▶ Task brief:
Go through the entries below and write each one out exactly.

▶ Material:
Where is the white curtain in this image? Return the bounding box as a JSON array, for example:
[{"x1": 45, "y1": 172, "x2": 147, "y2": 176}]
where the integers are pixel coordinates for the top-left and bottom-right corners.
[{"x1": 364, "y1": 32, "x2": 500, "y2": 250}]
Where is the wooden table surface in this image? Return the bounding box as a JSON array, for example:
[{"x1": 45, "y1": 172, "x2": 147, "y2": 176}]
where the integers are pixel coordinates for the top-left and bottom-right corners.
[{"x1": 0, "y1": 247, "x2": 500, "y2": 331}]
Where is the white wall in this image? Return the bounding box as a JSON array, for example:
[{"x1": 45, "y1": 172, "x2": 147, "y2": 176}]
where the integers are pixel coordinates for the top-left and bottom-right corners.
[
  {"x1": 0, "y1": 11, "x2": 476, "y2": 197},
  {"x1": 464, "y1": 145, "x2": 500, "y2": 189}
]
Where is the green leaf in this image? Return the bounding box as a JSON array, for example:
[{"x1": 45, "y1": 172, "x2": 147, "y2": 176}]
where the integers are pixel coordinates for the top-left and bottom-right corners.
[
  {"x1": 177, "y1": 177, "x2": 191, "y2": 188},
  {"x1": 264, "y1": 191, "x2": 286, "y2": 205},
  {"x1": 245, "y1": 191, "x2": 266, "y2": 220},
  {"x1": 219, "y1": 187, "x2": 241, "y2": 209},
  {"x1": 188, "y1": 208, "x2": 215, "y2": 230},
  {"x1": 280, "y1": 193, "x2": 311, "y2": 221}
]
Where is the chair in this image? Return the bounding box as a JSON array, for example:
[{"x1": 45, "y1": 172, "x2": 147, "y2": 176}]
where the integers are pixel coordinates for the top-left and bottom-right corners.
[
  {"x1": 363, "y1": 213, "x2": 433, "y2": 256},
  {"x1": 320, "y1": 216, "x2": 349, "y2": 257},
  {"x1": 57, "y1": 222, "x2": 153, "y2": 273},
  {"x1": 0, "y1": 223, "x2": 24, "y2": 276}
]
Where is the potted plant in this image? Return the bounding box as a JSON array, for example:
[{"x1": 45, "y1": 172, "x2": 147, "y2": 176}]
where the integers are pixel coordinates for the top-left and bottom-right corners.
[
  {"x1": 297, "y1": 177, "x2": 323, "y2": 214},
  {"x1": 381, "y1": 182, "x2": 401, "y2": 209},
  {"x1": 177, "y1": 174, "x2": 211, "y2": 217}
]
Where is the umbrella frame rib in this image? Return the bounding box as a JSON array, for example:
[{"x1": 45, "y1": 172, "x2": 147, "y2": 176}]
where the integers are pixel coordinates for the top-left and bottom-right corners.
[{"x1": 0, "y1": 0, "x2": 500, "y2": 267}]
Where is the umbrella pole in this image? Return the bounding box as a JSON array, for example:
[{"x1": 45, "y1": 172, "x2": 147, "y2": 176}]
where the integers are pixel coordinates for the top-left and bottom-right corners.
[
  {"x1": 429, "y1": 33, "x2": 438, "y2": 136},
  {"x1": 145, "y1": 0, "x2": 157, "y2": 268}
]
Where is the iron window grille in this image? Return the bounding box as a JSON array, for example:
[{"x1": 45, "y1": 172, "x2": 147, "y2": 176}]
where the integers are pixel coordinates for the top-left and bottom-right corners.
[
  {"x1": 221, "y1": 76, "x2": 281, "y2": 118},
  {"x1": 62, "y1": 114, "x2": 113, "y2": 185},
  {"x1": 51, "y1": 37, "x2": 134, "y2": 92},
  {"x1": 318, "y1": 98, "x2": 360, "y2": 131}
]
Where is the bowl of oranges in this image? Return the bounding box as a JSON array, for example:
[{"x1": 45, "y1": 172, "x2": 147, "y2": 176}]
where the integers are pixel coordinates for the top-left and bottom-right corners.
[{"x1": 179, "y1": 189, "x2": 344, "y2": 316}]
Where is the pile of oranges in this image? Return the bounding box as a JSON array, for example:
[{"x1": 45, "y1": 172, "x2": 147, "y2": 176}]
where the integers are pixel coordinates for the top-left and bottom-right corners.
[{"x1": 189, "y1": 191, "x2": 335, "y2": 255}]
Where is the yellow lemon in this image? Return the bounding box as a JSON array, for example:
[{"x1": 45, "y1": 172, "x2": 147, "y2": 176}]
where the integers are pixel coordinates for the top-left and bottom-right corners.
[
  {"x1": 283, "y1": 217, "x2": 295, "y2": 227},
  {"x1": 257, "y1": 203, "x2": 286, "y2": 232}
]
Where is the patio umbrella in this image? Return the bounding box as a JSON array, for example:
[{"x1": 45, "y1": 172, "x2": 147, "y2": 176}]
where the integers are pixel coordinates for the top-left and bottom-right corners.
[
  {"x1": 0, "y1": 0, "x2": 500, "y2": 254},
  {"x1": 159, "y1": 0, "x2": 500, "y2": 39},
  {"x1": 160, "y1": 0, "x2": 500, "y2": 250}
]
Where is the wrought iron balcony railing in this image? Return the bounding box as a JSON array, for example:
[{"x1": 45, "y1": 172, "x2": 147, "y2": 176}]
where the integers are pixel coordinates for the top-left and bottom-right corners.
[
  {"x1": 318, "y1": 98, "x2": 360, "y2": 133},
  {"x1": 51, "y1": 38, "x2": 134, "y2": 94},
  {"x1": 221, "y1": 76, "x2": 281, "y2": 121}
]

▶ Solution for this problem:
Where is the white curtain in this image? Return the bounding box as a JSON array, for example:
[{"x1": 45, "y1": 172, "x2": 147, "y2": 176}]
where the integers are pixel coordinates for the top-left and bottom-right corners.
[{"x1": 364, "y1": 32, "x2": 500, "y2": 250}]
Where is the wooden table surface in this image? Return the bounding box as a JSON array, for example:
[{"x1": 45, "y1": 172, "x2": 147, "y2": 176}]
where the integers are pixel coordinates for the top-left and bottom-right corners.
[{"x1": 0, "y1": 247, "x2": 500, "y2": 331}]
Where is the white wall in this image? Return the bounding box as a JSON array, for example:
[{"x1": 45, "y1": 172, "x2": 147, "y2": 176}]
where the integers are pixel coordinates for the top-left and bottom-right corners.
[
  {"x1": 0, "y1": 11, "x2": 476, "y2": 197},
  {"x1": 464, "y1": 145, "x2": 500, "y2": 189}
]
Where is the green leaf in this image? Return the bounding box as a JSON array, for example:
[{"x1": 45, "y1": 172, "x2": 147, "y2": 176}]
where the integers are pixel coordinates for the top-left and bottom-right corners.
[
  {"x1": 177, "y1": 177, "x2": 191, "y2": 188},
  {"x1": 264, "y1": 191, "x2": 286, "y2": 205},
  {"x1": 245, "y1": 191, "x2": 266, "y2": 220},
  {"x1": 219, "y1": 187, "x2": 241, "y2": 209},
  {"x1": 188, "y1": 208, "x2": 215, "y2": 230},
  {"x1": 280, "y1": 193, "x2": 311, "y2": 221}
]
Where is the chair in this image? Return the bounding box as a JSON array, for example:
[{"x1": 45, "y1": 172, "x2": 147, "y2": 176}]
where the integers are pixel coordinates for the top-left and bottom-right corners.
[
  {"x1": 363, "y1": 213, "x2": 433, "y2": 256},
  {"x1": 320, "y1": 216, "x2": 349, "y2": 257},
  {"x1": 57, "y1": 222, "x2": 153, "y2": 273},
  {"x1": 0, "y1": 223, "x2": 24, "y2": 276}
]
Where is the potted plant in this image? Return the bounding box as a JSON array, for example:
[{"x1": 45, "y1": 172, "x2": 147, "y2": 176}]
where the integers are pixel coordinates for the top-left and bottom-right corners.
[
  {"x1": 297, "y1": 177, "x2": 323, "y2": 214},
  {"x1": 381, "y1": 182, "x2": 401, "y2": 209},
  {"x1": 177, "y1": 174, "x2": 211, "y2": 217}
]
Where is the umbrella frame rib in this image? Return the bounding box as a JSON array, for example:
[{"x1": 45, "y1": 172, "x2": 147, "y2": 176}]
where the integers are pixel coordinates for the top-left and bottom-right corners.
[{"x1": 0, "y1": 0, "x2": 500, "y2": 267}]
Where is the umbrella pole in this image? Return the bounding box as a JSON array, for example:
[{"x1": 45, "y1": 172, "x2": 147, "y2": 176}]
where the integers are pixel coordinates for the top-left and bottom-right corners.
[
  {"x1": 429, "y1": 33, "x2": 438, "y2": 136},
  {"x1": 145, "y1": 0, "x2": 157, "y2": 268}
]
Where is the iron window grille in this image? Return the bounding box as a JSON array, for example:
[{"x1": 45, "y1": 172, "x2": 147, "y2": 176}]
where the integers are pixel coordinates for the top-left and bottom-right corners.
[
  {"x1": 221, "y1": 76, "x2": 281, "y2": 118},
  {"x1": 62, "y1": 114, "x2": 113, "y2": 185},
  {"x1": 51, "y1": 37, "x2": 134, "y2": 92},
  {"x1": 318, "y1": 98, "x2": 360, "y2": 131}
]
Where is the bowl of oranges in this image? Return the bounding box as a JSON array, for example:
[{"x1": 45, "y1": 172, "x2": 147, "y2": 176}]
where the integers are pixel coordinates for the top-left and bottom-right corners.
[{"x1": 179, "y1": 189, "x2": 344, "y2": 316}]
Where is the pile of oranges in this image? Return the bounding box as a JSON array, for example:
[{"x1": 45, "y1": 172, "x2": 147, "y2": 176}]
where the integers are pixel coordinates for the top-left and bottom-right corners.
[{"x1": 189, "y1": 191, "x2": 335, "y2": 255}]
Where is the yellow lemon in this image? Return the bounding box as a JSON array, for example:
[{"x1": 45, "y1": 172, "x2": 147, "y2": 176}]
where the integers are pixel coordinates for the top-left and bottom-right corners.
[
  {"x1": 283, "y1": 217, "x2": 295, "y2": 227},
  {"x1": 257, "y1": 203, "x2": 286, "y2": 232}
]
Where is the patio umbrella in this image? Return the bounding box as a JSON array, for example:
[{"x1": 45, "y1": 172, "x2": 147, "y2": 176}]
where the integers are pixel coordinates for the top-left and bottom-right corners.
[
  {"x1": 0, "y1": 0, "x2": 500, "y2": 254},
  {"x1": 159, "y1": 0, "x2": 500, "y2": 39},
  {"x1": 160, "y1": 0, "x2": 500, "y2": 250}
]
Where is the wrought iron balcony railing in this image? Return the bounding box as a JSON array, for example:
[{"x1": 45, "y1": 172, "x2": 147, "y2": 176}]
where the integers are pixel coordinates for the top-left and bottom-right corners.
[
  {"x1": 318, "y1": 98, "x2": 360, "y2": 133},
  {"x1": 51, "y1": 38, "x2": 134, "y2": 94},
  {"x1": 221, "y1": 76, "x2": 281, "y2": 121}
]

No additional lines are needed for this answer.